TASK BRIEF:
In the maize study summary, which two traits measured in inbreds stood out for their high direct effect on hybrids grain yield?

CONICET | Buscador de Institutos y Recursos Humanos

Most research in maize (Zea mays L.) parent-progeny relationships focused on heterosis for grain yield determination, whereas non-heterotic effects for traits other than grain yield remained less explored. Our objectives were to analyze (i) frequency distribution and phenotypic plasticity for 29 eco-physiological traits in different genotypic groups (6 inbreds and 12 hybrids) and environments, (ii) parent-progeny relationships for these traits, and variations in these relationships caused by contrasting growing conditions, and (iii) direct and indirect effects of traits measured in inbreds on hybrids grain yield determination. Genotypes were cropped in the field at two contrasting N levels during three growing seasons. Range in phenotypic plasticity was (i) similar for inbreds and hybrids, (ii) largest for traits as PGY and nitrogen use efficiency (NUE), and (ii) smallest for traits as thermal times and kernel weight. Inbreds phenotype was usually (26 traits) a good predictor of hybrids phenotype, but analysis of standardized data demonstrated that (i) for nine traits (e.g. PGY, kernel numbers) this relationship was exclusively driven by environmental effects, and (ii) for the other traits there was a true genetic control. A high correlation (r>0.26; P£0.024) was established between hybrids grain yield and twelve traits measured in inbreds, among which we distinguished NUE (r=0.36; P=0.002) and ear growth rate (r=0.50; P<0.001) for their high direct effect and participation in the indirect effect of other traits.

DATA FOR ANALYSIS:
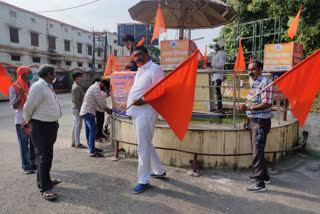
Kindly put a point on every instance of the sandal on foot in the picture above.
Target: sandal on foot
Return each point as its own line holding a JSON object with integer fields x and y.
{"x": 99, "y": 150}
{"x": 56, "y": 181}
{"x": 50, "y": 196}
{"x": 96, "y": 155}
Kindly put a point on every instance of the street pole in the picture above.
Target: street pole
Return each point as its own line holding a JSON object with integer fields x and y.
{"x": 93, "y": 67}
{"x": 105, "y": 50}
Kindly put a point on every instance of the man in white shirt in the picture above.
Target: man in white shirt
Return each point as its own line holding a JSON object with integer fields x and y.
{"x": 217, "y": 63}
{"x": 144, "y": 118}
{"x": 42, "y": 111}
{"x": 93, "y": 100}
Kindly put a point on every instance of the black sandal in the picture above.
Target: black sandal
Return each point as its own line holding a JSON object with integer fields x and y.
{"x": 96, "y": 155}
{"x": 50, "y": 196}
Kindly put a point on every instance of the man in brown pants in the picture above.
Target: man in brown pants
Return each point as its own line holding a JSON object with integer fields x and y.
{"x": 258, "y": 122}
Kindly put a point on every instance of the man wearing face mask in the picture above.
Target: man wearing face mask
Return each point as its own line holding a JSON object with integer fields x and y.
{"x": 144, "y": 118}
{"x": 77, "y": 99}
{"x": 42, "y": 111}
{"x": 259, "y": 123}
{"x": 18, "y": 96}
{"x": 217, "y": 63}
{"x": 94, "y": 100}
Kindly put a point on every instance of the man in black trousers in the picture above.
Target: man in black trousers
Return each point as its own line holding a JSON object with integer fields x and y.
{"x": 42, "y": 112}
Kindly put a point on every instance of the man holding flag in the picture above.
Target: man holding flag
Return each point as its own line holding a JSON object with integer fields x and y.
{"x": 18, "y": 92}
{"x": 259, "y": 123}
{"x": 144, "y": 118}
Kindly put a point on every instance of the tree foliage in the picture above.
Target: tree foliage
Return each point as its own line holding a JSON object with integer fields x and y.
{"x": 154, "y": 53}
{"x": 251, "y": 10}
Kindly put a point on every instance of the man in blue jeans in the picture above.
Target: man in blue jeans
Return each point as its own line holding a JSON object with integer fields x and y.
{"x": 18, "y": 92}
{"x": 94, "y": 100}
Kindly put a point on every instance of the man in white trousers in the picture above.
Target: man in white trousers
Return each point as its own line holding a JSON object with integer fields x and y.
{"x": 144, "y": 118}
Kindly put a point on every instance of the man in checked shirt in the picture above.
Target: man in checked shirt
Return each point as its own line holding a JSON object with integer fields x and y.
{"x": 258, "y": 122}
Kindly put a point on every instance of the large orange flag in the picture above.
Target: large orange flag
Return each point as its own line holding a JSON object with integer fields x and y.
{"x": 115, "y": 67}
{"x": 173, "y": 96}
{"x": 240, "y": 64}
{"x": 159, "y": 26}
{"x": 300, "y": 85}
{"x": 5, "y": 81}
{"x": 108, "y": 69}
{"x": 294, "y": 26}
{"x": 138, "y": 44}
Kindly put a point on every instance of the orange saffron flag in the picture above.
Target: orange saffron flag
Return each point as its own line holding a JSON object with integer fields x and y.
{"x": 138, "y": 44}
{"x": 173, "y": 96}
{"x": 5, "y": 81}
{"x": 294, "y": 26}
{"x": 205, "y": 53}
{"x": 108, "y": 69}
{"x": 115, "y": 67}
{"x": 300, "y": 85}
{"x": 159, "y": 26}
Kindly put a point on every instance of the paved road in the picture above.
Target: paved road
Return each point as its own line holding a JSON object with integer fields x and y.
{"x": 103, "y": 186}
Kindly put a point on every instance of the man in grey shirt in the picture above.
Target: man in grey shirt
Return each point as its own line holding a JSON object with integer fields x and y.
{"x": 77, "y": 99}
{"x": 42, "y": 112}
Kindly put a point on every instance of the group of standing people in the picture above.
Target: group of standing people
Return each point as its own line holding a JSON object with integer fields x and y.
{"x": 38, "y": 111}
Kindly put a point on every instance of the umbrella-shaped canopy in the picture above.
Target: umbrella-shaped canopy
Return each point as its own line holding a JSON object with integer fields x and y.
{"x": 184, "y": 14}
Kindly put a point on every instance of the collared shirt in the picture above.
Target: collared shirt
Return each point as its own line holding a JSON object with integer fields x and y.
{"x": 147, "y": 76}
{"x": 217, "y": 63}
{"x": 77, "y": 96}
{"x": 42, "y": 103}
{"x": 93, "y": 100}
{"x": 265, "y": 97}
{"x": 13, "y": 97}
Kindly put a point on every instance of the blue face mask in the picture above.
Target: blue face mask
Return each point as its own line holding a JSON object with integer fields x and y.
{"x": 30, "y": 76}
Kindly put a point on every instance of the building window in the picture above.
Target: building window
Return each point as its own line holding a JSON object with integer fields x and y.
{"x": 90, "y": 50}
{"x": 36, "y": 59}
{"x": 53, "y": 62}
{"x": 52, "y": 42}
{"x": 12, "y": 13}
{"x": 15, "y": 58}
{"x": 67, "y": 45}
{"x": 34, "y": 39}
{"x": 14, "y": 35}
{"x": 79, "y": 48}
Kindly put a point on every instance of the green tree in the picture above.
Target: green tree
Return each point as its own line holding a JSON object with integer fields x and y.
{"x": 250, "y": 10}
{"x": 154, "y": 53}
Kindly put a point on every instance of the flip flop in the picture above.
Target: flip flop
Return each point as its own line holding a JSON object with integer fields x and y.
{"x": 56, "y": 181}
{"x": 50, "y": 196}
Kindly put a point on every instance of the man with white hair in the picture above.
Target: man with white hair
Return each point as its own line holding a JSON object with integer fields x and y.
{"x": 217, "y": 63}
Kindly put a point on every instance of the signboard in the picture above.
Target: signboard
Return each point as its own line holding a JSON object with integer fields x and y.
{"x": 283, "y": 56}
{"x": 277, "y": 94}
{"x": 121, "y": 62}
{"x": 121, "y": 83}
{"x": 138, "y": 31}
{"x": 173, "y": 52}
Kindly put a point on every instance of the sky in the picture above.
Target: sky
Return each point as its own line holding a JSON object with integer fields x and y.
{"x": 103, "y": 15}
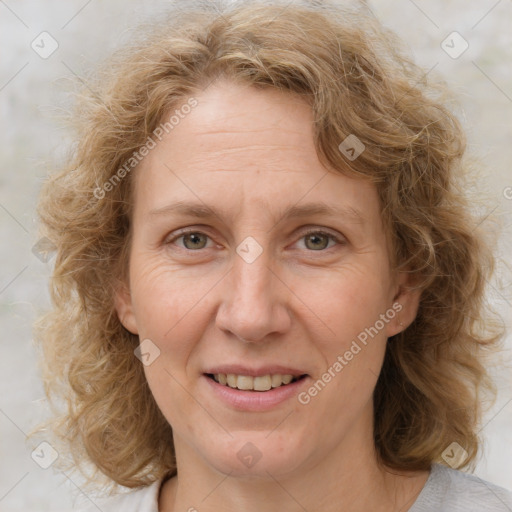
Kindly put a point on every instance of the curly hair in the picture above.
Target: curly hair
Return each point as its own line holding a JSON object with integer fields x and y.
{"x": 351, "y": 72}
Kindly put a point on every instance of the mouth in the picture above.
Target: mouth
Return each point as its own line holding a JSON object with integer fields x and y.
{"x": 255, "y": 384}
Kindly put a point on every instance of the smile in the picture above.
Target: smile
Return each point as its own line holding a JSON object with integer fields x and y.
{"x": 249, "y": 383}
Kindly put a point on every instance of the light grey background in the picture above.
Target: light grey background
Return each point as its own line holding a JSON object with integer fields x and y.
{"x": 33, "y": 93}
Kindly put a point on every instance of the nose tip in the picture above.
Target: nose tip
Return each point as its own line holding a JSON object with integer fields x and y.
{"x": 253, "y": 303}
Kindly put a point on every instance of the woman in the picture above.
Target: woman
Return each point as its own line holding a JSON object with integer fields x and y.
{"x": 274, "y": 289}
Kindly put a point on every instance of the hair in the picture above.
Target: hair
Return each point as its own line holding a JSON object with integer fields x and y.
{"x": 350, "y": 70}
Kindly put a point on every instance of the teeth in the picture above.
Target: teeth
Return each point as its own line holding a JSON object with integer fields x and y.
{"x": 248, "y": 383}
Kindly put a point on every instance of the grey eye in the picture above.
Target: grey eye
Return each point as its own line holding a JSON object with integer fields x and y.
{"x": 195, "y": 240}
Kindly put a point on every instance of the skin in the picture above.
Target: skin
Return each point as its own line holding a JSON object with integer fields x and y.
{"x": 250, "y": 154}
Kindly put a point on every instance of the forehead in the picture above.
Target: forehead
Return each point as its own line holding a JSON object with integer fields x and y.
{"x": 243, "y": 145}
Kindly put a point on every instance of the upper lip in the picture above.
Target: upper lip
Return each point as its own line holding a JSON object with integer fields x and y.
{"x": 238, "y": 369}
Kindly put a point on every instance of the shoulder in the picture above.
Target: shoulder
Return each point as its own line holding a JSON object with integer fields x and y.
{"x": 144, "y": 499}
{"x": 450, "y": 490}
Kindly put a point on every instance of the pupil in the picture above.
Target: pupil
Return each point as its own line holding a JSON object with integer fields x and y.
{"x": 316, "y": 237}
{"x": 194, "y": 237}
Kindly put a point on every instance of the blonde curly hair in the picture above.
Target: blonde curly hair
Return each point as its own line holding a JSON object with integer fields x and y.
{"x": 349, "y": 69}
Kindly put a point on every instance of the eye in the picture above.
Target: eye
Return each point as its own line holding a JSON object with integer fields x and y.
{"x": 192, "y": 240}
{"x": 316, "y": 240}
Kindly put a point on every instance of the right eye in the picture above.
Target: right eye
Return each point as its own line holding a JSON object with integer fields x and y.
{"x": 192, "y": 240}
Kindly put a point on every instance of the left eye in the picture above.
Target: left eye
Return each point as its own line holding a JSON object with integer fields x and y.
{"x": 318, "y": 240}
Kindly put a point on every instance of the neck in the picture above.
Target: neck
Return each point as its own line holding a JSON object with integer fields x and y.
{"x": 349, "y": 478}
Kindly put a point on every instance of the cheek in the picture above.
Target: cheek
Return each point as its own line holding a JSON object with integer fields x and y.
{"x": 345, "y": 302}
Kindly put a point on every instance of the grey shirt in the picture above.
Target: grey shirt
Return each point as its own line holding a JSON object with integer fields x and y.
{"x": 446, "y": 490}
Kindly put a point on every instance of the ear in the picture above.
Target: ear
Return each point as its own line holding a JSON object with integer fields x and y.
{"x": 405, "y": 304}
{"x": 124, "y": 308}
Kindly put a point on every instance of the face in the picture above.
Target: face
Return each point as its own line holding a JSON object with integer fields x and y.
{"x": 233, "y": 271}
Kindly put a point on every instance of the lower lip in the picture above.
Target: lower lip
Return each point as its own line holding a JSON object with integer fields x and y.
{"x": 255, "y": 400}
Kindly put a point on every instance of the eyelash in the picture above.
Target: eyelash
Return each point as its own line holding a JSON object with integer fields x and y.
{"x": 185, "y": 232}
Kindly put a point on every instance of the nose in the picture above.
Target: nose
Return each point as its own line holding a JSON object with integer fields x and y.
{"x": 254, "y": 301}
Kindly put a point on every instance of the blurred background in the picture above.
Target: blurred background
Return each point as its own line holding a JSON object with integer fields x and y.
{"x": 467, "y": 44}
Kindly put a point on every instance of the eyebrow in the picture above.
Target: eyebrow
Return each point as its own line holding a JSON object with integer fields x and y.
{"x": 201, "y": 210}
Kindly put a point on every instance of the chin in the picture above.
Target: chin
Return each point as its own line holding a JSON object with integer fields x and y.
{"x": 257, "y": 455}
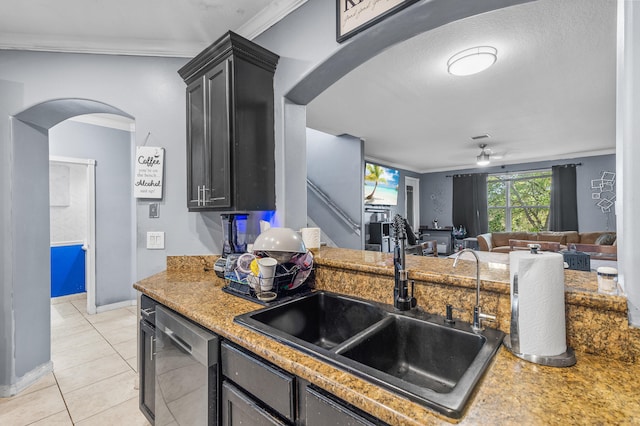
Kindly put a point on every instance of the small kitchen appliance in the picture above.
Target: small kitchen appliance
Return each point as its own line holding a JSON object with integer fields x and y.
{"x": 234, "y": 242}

WRITTEN ANSWER:
Nitrogen use efficiency (NUE) and ear growth rate.